(What you have to do):
Repeat the records below exactly as they appear.

(Input):
_ _ _ _

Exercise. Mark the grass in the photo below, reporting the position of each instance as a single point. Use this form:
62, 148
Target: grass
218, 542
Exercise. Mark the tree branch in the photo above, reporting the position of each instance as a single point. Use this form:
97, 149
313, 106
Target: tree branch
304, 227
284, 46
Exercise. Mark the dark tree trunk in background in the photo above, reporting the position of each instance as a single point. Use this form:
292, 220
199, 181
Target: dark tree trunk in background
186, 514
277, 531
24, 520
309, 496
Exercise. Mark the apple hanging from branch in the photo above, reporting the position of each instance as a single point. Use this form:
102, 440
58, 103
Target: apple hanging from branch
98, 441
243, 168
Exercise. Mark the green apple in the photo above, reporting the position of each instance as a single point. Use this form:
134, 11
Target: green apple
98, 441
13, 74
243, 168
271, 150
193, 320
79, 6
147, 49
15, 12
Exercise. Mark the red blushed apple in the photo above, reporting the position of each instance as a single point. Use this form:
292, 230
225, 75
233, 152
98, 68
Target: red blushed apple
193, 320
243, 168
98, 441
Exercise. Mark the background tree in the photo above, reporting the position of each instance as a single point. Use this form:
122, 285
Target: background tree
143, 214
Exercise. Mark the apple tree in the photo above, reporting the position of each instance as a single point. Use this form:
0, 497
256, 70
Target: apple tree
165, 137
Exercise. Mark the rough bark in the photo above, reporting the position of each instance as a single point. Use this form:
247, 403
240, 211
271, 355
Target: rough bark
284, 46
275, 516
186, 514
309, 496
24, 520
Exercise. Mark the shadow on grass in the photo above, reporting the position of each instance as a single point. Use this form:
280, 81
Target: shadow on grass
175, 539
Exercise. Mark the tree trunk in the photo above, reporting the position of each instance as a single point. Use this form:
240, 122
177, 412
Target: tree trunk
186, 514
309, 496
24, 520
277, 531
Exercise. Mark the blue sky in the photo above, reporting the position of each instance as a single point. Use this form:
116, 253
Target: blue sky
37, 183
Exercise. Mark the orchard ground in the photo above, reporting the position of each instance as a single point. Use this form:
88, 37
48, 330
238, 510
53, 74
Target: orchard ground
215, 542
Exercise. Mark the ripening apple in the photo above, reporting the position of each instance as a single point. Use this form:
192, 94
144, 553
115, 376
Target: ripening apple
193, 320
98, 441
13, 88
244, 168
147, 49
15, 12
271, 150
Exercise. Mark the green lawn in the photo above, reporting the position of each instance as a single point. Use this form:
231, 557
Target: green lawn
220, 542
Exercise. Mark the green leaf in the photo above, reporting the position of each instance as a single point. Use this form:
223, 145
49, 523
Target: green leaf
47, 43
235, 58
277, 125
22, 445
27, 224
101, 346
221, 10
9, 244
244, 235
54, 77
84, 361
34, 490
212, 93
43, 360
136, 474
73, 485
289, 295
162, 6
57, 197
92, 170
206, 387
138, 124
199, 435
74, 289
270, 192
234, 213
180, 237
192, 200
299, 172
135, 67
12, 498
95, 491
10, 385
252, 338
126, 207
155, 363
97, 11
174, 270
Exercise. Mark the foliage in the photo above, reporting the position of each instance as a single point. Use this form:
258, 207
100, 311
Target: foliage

_ _ _ _

(Complete answer):
Exercise. Mark the grass in the photo below, reporting the position of each instance as a single point. Use this form:
62, 148
Target: grass
218, 542
Exercise. Mark the tree branch in the photo above, reporting the position of each instance as a single point. Use this form:
97, 149
313, 106
Target: tree branch
304, 227
284, 46
Exercise. Mark the dark tree trunk in background in the photo above, reporting the position of each instance as a single point. Use this form:
292, 220
199, 181
Target: dark tree trunk in background
186, 514
277, 531
24, 520
309, 496
Exercise. Mark the apple hanging from branch in the photo above, reporting the position of each instance as a single point. Use this form:
102, 440
58, 103
Target: apple hanging from branch
98, 441
243, 168
Exercise. Mark the green apple in the photo above, reporting the position of each instance as a single point. Use this form:
134, 11
Target: green apple
98, 441
13, 74
243, 168
271, 150
193, 320
79, 6
147, 49
15, 12
Exercise. Mark the red blushed apple in the photo above, reporting the position of each instance as a single point. Use this form:
292, 230
225, 75
233, 152
98, 68
Target: red blushed apple
193, 320
243, 168
98, 441
Exercise. Mark the background tree in the photo above, reporting the position of each instance as a single point. Use this form:
122, 285
Target: background tree
143, 214
Exercise. Mark the apple tree in the photo above, reporting the position of each instance as a single point. Use this form:
0, 497
256, 70
Target: apple tree
165, 137
Exercise. Mark the rough bark in the photo above, reporting the position of each instance as a single point. Use this form:
247, 403
240, 211
271, 355
Target: rough bark
284, 46
275, 516
186, 514
309, 496
24, 520
Exercise. Mark the shadow on grass in the photo above, reporting the position of each instance as a single point. Use this form:
280, 81
Target: shadow on grass
175, 539
Exercise. Mark the tree trunk in the photo above, reporting the position of each instance as a single point. Use this form:
240, 122
177, 412
Target: tree trunk
186, 514
309, 496
24, 520
277, 531
Exercise. Mark the blue sky in the photo above, reporting the position of each instance as a single point. Use this form:
116, 253
Target: blue sky
37, 183
Exercise. Mark the orchard ground in the photo above, reporting the position of each instance as a single point. Use this form:
88, 37
48, 330
238, 510
53, 74
Target: orchard ground
215, 542
Exercise. Mark the ripening apple in the photo above, reporting the position of each instance as a single point. Use this form:
192, 94
144, 553
115, 376
Target: ripening apple
193, 320
98, 441
13, 88
244, 168
147, 49
15, 12
271, 150
Exercise. Mark the green lawn in the photo above, reporting the position of each instance as a single point. Use this form:
231, 557
Target: green lawn
220, 542
Exercise. Mark the green leaf in the photo above, reporting the position of each instance as a single point. Use this form:
223, 145
49, 523
Target: green leaf
47, 43
235, 58
277, 125
22, 445
27, 224
101, 346
221, 10
9, 244
244, 235
54, 77
84, 361
34, 490
212, 93
43, 360
136, 474
73, 485
289, 295
162, 6
57, 197
92, 170
206, 387
138, 124
199, 435
74, 289
270, 192
234, 213
180, 237
192, 200
299, 172
135, 67
12, 498
95, 491
10, 385
252, 338
126, 207
155, 363
97, 11
174, 270
Exercise. Mark the foliage in the photo above, reporting the position of each instance as a single point. Use this form:
258, 207
100, 311
Target: foliage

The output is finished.